AUFGABE A: Bearbeiten Sie im Text über Infogenie alles von „Brunner: Infogenie war“ bis hinunter zu „die Infogenie eingebracht.“. Geben Sie diesen Abschnitt erneut wieder und ersetzen Sie darin „Kapitalerhöhung“ durch „Kapitalmaßnahme“.
AUFGABE B: Nehmen Sie den Text über Infogenie an seinem Ende wieder auf und schreiben Sie ihn weiter.

VORLIEGENDER TEXT:
Infogenie - Der Phoenix aus der Asche?
Mit "Click2Pay" auf den Spuren von Paypal
Linz (pts049/16.12.2003/21:00) Infogenie (WKN.: 747206 ) war eines der typischen Unternehmen des Neuen Marktes. Mit fliegenden Fahnen und Enthusiasmus in ein neues Geschäftsmodell gestürzt - Expertenhotlines für den Normalverbraucher - mit fliegenden Fahnen untergegangen. So sah es zumindest in 2002 aus. In den vergangenen 12 Monaten wurde jedoch keine Insolvenz vermeldet, sondern eher eine rasante Entwicklung hingelegt, sowohl im Kursverlauf als auch in der Geschäftsentwicklung. Die telefonischen Beratungsdienstleistungen scheinen nur noch eine untergeordnete Rolle zu spielen, Bezahlsysteme per Telefon sind seither der Umsatzbringer. Vor wenigen Tagen meldete Infogenie den Start in die Internetbezahlsysteme. Umsatzbringer oder absehbarer Flop? Hierzu hat Analystcorner ein Interview mit Joachim Brunner, Partner bei FIRST FOCUS Research geführt.
AC: Herr Brunner, Infogenie hat sich stark gewandelt, können Sie die wichtigsten Änderungen noch einmal skizzieren?
Brunner: Infogenie war zum Börsengang 2000 als Anbieter von virtuellen Call-Center-Strukturen bekannt. Da dieses Geschäftsfeld nicht seinen erwünschten Erfolg brachte, musste in 2002 eine Kapitalschnitt und anschließend eine Kapitalerhöhung durchgeführt werden. Dies wurde maßgeblich von der Münchner ebs Holding getragen, die damit die Mehrheit an Infogenie übernommen hat.
AC: Aus welchem Grund?
Brunner: Die ebs Holding interessierte sich für die Call Center der Infogenie und für den Zugang der Infogenie zu bestimmten Gruppen, beispielsweise der Spielecommunity. Die Tochter der ebs Holding, die ebs Global GmbH, erhoffte sich damit den eigenen Markt für telefonbasierte Bezahlsysteme zu erweitern. Konsequenterweise wurde im Frühjahr diesen Jahres die Tochter ebs Global in die Infogenie eingebracht.

EINTRÄGE:
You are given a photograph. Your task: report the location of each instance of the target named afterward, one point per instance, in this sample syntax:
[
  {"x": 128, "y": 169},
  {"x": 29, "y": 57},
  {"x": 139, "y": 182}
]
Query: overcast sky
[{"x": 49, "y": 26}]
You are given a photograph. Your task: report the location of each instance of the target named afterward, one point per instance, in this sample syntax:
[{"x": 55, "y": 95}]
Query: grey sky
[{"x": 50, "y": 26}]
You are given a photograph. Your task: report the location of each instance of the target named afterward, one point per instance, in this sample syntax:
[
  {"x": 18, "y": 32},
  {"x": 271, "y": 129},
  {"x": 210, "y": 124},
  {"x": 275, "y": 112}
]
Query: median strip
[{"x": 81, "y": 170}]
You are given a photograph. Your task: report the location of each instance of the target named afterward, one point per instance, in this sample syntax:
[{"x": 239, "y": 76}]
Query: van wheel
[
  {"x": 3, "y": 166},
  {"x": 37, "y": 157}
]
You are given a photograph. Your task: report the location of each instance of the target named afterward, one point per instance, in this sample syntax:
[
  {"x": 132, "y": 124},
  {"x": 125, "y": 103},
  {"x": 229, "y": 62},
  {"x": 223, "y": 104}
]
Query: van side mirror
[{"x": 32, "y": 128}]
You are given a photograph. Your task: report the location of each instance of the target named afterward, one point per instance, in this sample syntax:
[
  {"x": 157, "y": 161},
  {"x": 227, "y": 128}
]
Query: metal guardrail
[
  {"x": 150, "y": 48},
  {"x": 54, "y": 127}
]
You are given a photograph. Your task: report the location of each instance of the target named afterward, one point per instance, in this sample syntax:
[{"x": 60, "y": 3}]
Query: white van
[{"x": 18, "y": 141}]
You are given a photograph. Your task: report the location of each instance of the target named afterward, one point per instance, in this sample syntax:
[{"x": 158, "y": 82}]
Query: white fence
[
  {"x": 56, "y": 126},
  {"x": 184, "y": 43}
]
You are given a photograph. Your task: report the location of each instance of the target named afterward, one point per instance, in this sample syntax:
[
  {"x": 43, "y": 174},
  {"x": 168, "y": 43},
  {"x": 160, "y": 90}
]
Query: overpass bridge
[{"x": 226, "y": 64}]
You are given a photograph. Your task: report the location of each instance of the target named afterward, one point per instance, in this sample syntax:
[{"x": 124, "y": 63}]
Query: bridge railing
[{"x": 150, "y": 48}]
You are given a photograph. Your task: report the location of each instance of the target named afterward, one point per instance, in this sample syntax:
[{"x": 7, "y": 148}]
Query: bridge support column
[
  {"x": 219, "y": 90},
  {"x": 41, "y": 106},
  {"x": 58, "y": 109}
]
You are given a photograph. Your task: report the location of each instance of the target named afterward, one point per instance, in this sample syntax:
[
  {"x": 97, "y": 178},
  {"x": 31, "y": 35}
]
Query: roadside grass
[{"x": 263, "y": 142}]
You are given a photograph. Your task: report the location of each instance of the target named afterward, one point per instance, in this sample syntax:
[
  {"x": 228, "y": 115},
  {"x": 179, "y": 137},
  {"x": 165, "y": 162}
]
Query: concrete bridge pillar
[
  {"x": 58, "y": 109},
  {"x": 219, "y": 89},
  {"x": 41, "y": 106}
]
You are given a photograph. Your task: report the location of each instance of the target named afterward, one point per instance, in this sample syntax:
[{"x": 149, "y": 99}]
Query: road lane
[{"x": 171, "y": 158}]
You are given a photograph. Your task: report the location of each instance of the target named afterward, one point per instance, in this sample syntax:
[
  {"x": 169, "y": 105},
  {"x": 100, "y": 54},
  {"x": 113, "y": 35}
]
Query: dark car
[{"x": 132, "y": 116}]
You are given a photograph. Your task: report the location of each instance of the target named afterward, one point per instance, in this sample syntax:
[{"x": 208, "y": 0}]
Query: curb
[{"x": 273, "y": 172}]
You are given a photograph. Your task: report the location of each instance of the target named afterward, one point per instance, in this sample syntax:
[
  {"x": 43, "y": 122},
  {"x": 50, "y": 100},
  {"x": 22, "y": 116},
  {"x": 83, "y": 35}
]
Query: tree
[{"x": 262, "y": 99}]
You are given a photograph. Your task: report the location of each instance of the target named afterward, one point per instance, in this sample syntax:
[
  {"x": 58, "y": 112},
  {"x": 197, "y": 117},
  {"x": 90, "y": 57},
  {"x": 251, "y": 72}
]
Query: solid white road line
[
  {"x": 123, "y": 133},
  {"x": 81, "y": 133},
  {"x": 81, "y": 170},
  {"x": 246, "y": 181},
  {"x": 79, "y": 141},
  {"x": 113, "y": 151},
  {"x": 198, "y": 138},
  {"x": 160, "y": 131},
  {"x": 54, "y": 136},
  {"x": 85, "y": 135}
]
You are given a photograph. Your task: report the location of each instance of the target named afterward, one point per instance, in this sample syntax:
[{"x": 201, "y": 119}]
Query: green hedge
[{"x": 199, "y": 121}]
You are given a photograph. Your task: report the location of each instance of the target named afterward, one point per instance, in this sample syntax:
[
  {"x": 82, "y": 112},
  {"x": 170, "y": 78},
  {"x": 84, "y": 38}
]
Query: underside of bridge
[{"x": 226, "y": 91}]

ENDGÜLTIGE ANTWORT A:
Brunner: Infogenie war zum Börsengang 2000 als Anbieter von virtuellen Call-Center-Strukturen bekannt. Da dieses Geschäftsfeld nicht seinen erwünschten Erfolg brachte, musste in 2002 eine Kapitalschnitt und anschließend eine Kapitalmaßnahme durchgeführt werden. Dies wurde maßgeblich von der Münchner ebs Holding getragen, die damit die Mehrheit an Infogenie übernommen hat.
AC: Aus welchem Grund?
Brunner: Die ebs Holding interessierte sich für die Call Center der Infogenie und für den Zugang der Infogenie zu bestimmten Gruppen, beispielsweise der Spielecommunity. Die Tochter der ebs Holding, die ebs Global GmbH, erhoffte sich damit den eigenen Markt für telefonbasierte Bezahlsysteme zu erweitern. Konsequenterweise wurde im Frühjahr diesen Jahres die Tochter ebs Global in die Infogenie eingebracht.

ENDGÜLTIGE ANTWORT B:
AC: Die Kapitalerhöhung betrug 6,5 Mio Euro, damit hat sich ebs Holding eine deutliche Mehrheit an der Infogenie gesichert, war das ein guter Deal für die Aktionäre der Infogenie?
Brunner: Anfangs sah es so aus, Infogenie prognostizierte alleine für den neuen Geschäftsbereich einen Gewinn von 5.3 Mio Euro auf das Gesamtjahr 2003. In den ersten 9 Monaten 2003 konnte die Infogenie den Umsatz um 169% steigern und es konnte bereits ein Gewinn erreicht werden, doch das Geschäft stagnierte aufgrund einer Gesetzesänderung in Bezug auf die Mehrwertdienste-Telefonnummern. Der Hauptumsatzträger, die zur ebs Global gehörende spanische Crosskirk, musste verkauft werden. In diesem Jahr wird Infogenie unter dem Strich eine schwarze Null erzielen nach einem Verlust von 3,93 Mio. Euro in 2002.
AC: War die Entscheidung der Aktionäre der Infogenie richtig, Ihre Zukunft in die Hände der ebs zu legen?
Brunner: Ohne die ebs wäre die Infogenie sehr wahrscheinlich Insolvent, die Frage stellt sich also nicht.
AC: Ende November akquirierte die Infogenie zwei weitere Firmen der ebs Holding über eine Kapitalerhöhung. Wie beurteilen sie die Chancen dieser Unternehmen?
Brunner: Es handelt sich dabei um die mit der Vermarktung von Internet - Werbeflächen spezialisierte Netsales GmbH und die Click2Pay GmbH, die sich auf Internet-Bezahlsysteme konzentriert. Der interessante Teil ist zweifellos die Click2Pay. Infogenie konzentriert sich mit dieser neuen Tochter zunehmend auf elektronische Zahlungsmittel, die Call Center verlieren an Bedeutung. Wie die Chancen zu beurteilen sind, werden die nächsten Monate zeigen.
AC: Internet Bezahlsysteme sind seit der Übernahme von Paypal durch Ebay im Interesse von Investoren. Wie will sich aber eine Click2Pay gegen eine Paypal oder eine Firstgate durchsetzen?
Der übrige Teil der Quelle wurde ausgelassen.